> _Extracted records_:
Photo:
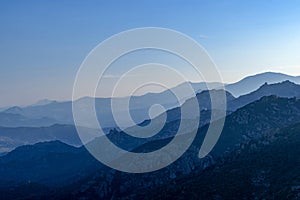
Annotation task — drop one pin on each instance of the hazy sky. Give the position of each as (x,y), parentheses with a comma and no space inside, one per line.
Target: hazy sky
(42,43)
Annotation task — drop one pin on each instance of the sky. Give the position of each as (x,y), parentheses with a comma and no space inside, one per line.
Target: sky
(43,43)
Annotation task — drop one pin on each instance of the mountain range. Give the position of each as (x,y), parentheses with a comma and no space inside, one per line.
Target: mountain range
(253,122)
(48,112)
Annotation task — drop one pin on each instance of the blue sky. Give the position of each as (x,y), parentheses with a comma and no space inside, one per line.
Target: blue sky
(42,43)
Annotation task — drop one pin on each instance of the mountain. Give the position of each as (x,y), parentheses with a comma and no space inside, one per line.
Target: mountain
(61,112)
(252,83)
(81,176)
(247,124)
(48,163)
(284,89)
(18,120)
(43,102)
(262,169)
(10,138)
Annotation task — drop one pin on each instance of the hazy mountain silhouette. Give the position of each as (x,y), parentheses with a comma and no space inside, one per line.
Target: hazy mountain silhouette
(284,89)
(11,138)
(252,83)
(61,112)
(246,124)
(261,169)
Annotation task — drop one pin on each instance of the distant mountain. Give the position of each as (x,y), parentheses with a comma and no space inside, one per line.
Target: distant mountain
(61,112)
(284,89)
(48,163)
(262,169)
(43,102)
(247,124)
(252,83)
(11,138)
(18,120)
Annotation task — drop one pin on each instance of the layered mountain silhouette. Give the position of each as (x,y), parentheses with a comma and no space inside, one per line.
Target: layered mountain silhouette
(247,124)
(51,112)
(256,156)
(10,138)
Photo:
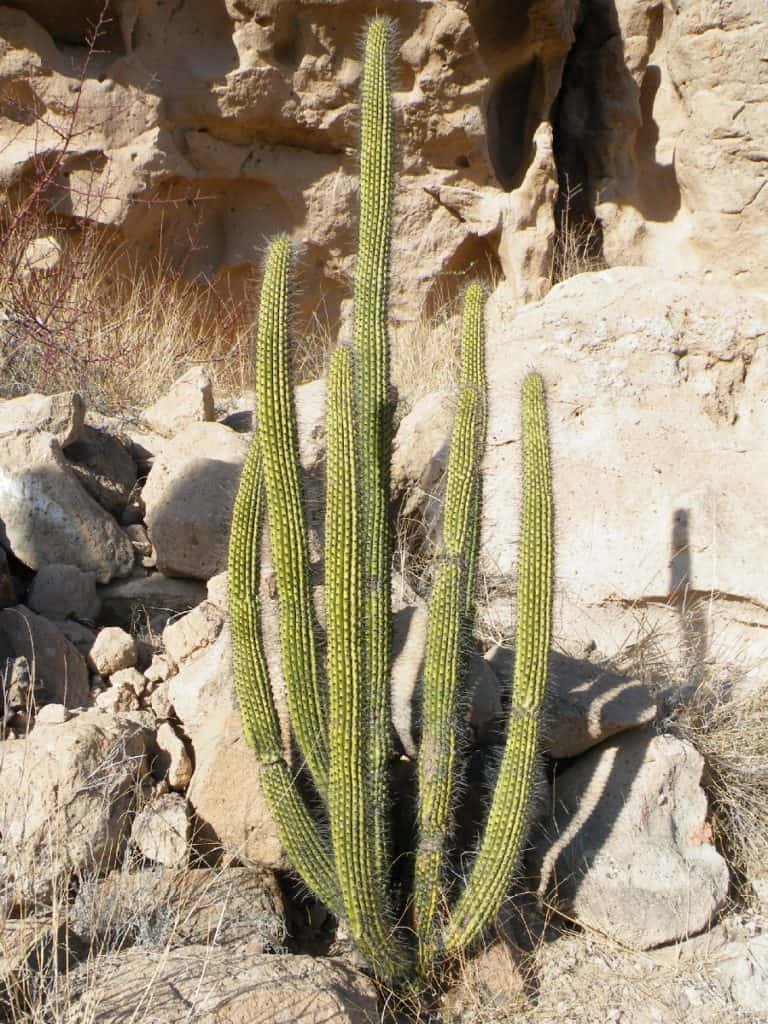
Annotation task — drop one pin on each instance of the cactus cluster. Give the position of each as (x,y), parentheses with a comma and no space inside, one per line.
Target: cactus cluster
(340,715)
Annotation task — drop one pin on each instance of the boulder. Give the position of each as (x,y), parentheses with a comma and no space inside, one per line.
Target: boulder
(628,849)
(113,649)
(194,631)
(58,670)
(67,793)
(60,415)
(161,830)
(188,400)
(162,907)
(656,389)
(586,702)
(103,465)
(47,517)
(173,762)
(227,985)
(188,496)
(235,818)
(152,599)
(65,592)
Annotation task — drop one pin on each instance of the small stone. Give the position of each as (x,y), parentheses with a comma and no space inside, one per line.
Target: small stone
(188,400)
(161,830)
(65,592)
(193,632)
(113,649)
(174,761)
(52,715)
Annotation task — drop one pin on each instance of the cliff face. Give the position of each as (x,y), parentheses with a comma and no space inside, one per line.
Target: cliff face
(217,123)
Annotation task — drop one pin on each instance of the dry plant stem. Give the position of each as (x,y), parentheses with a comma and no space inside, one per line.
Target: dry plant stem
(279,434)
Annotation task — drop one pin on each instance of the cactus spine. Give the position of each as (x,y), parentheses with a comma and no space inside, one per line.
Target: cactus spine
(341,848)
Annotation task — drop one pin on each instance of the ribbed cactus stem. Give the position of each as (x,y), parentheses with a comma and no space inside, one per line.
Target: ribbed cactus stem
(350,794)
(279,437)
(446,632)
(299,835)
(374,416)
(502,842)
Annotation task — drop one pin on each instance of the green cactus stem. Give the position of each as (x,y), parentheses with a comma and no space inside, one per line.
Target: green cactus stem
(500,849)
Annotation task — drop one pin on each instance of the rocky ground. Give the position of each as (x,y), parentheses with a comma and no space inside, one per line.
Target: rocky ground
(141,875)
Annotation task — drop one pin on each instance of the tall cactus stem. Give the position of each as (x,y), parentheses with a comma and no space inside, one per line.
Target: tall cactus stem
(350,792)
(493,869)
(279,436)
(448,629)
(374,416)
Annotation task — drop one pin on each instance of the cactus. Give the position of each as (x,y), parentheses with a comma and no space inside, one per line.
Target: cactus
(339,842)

---

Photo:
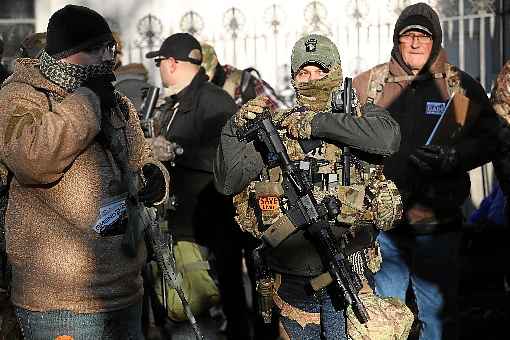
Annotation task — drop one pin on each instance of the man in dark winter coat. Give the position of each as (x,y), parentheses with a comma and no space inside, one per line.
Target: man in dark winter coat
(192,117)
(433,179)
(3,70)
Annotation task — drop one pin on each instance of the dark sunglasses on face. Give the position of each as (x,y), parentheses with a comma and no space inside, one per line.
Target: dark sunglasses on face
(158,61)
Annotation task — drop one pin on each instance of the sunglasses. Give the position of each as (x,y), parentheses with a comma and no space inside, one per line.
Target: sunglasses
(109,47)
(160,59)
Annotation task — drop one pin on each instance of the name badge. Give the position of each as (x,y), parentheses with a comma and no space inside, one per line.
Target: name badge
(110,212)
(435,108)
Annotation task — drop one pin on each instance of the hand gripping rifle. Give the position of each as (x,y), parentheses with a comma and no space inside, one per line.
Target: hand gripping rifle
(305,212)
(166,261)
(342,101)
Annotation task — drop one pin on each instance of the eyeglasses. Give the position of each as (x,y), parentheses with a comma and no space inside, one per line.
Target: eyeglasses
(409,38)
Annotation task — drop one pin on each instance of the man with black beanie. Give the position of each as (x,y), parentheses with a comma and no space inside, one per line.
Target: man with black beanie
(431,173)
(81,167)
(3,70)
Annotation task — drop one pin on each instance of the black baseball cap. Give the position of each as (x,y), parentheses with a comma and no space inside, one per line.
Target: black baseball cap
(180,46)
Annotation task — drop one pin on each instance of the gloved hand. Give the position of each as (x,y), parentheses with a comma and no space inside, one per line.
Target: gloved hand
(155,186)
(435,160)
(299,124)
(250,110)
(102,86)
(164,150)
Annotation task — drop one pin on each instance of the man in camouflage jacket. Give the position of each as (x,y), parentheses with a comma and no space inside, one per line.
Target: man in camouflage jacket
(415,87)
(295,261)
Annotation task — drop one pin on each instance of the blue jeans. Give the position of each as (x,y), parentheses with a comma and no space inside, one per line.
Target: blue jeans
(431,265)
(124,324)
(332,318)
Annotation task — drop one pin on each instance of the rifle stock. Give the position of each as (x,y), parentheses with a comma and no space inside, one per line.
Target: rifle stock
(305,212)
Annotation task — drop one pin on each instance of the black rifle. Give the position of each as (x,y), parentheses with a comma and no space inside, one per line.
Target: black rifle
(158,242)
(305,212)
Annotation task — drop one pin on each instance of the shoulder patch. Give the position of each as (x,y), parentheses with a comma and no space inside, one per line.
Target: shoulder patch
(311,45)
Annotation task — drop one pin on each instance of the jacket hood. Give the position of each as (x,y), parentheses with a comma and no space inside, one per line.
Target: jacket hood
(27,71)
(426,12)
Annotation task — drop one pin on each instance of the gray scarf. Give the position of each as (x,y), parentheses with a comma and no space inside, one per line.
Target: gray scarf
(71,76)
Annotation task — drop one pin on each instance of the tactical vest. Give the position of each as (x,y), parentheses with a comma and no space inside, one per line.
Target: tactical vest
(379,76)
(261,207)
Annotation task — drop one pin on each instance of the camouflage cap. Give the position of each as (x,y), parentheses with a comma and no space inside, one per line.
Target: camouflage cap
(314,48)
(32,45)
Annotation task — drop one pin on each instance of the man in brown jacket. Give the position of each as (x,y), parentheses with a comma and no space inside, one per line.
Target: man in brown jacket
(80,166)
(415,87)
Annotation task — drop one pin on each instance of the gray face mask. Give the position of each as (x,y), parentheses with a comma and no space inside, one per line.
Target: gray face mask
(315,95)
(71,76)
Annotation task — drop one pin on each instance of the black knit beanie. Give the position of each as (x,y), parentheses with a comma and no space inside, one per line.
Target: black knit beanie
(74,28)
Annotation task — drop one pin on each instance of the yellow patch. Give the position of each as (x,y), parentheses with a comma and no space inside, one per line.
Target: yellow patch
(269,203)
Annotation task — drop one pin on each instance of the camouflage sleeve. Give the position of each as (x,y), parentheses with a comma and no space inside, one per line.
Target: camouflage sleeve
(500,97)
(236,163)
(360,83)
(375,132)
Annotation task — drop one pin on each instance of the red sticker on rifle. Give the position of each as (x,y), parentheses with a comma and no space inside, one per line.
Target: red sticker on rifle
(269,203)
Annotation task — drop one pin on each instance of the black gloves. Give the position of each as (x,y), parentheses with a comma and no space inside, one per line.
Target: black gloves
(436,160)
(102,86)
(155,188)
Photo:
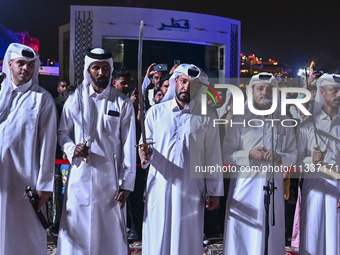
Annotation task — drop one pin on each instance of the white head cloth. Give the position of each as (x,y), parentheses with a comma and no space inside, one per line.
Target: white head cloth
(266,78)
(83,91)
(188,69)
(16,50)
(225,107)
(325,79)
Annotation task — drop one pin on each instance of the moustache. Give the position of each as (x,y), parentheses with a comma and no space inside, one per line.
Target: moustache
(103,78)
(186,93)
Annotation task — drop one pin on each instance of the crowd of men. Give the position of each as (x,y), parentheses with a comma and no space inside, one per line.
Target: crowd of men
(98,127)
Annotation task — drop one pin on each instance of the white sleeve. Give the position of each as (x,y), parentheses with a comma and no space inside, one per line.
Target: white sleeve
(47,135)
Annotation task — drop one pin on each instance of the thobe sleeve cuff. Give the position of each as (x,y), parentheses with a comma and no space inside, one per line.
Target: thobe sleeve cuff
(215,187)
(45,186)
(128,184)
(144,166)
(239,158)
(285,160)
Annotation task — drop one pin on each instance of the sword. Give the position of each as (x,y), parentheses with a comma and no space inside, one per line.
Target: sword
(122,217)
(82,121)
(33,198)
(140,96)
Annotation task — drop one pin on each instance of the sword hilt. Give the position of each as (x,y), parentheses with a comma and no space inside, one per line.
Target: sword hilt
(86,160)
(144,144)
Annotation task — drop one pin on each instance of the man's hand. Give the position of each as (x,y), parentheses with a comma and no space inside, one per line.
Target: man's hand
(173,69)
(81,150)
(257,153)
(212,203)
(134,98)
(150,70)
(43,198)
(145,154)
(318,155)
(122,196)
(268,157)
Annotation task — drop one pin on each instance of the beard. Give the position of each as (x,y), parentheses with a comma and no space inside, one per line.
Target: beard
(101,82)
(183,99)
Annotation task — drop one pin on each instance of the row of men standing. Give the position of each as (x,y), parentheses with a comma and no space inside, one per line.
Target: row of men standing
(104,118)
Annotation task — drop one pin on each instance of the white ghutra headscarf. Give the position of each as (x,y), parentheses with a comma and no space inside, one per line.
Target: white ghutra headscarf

==

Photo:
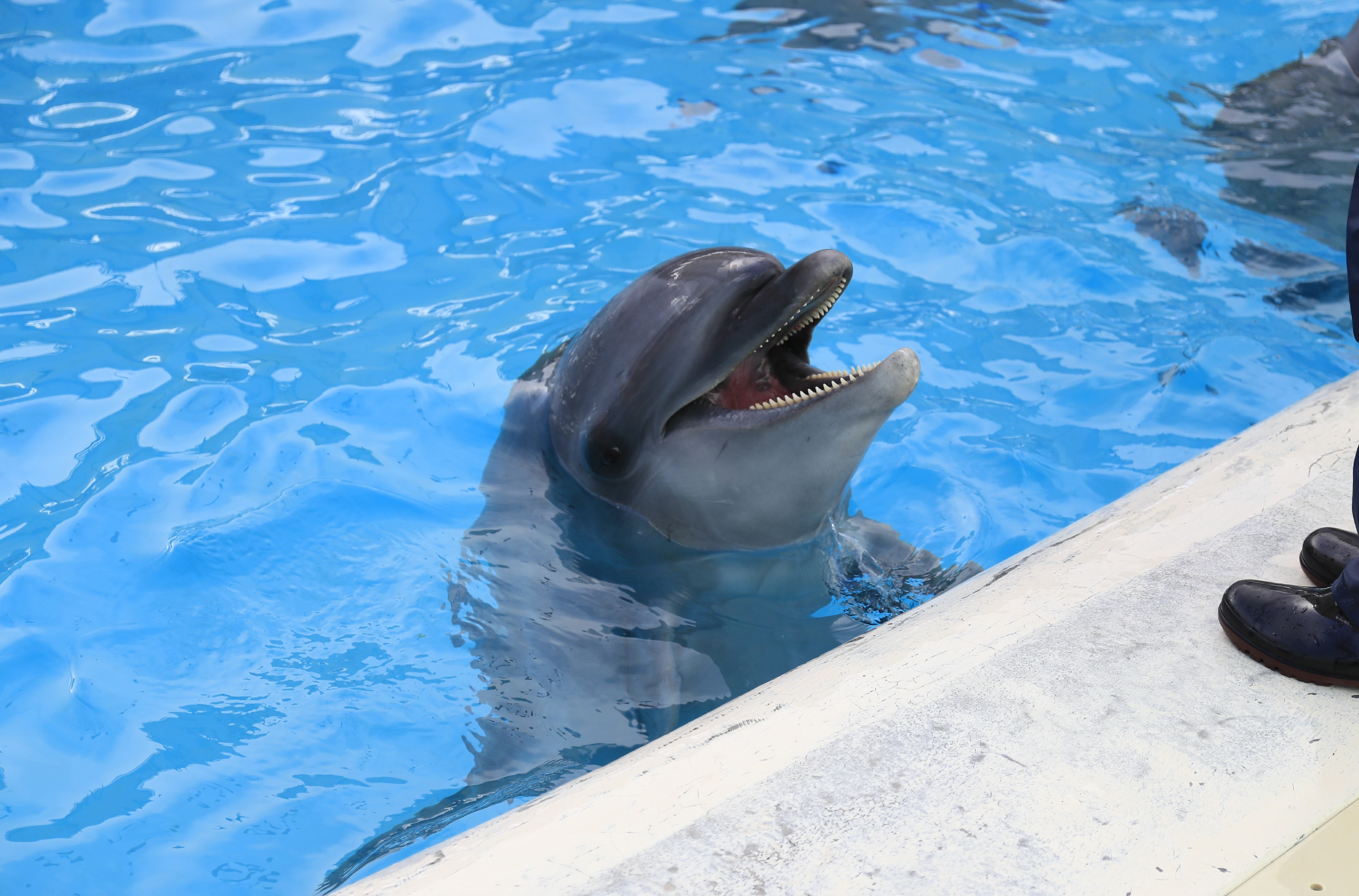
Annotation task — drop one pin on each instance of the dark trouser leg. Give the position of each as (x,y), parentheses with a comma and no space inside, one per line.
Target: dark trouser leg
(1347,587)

> _Directive_:
Begin at the line that contains "the white sleeve." and stop after the line that contains "Target: white ghutra headscarf", reproducing that stretch of the material with each "drop one pin" swapped for "place one marker". Keep everything else in those lines unchanged.

> _Task output_:
Annotation task — place one marker on each instance of the white sleeve. Give the position of each as (x,y), parentheses with a comma and no space inside, one per line.
Target: white sleeve
(47,135)
Annotation task — place one marker on each instance of the thobe sleeve cuff. Give the position of each as (x,y), parentheses with a comma and no space inside, one per line.
Target: thobe sleeve cuff
(215,187)
(45,186)
(128,184)
(144,166)
(239,158)
(285,160)
Annotation task — place one marker on each instance of the sword. Give the position of each as (x,y), parentheses with a comma and no space inside, one per line.
Target: sword
(122,217)
(82,121)
(33,198)
(140,96)
Annotation task — place one marker on each instance of the sword hilt. Give the position of each as (x,y), parentheses with a comma and no space inside, one per line.
Target: sword hilt
(86,160)
(144,144)
Annotation task — place one marker on each instance of the man's hand. Give the position of each as (x,y), parentheses with a comma and no space inside, one per line.
Target: man's hand
(173,69)
(81,150)
(257,153)
(212,203)
(134,98)
(150,70)
(43,198)
(145,154)
(318,155)
(122,196)
(268,157)
Annotation task — place one marker on each instance of the beard. Give the position of each as (x,y), parentheses with a comma and no space inside, one per line.
Target: beard
(101,82)
(183,99)
Annotation task — place one marker on each instance of the row of men standing. Give the position of each as (x,y), parentheses with a comma and no space inside, one per line.
Target: row of men standing
(104,118)
Annotation task — place one marker on each instance of the white ghutra headscarf. Give the position of each as (x,y), parentheses with a comma and no space inside, one per line.
Target: white ghutra headscarf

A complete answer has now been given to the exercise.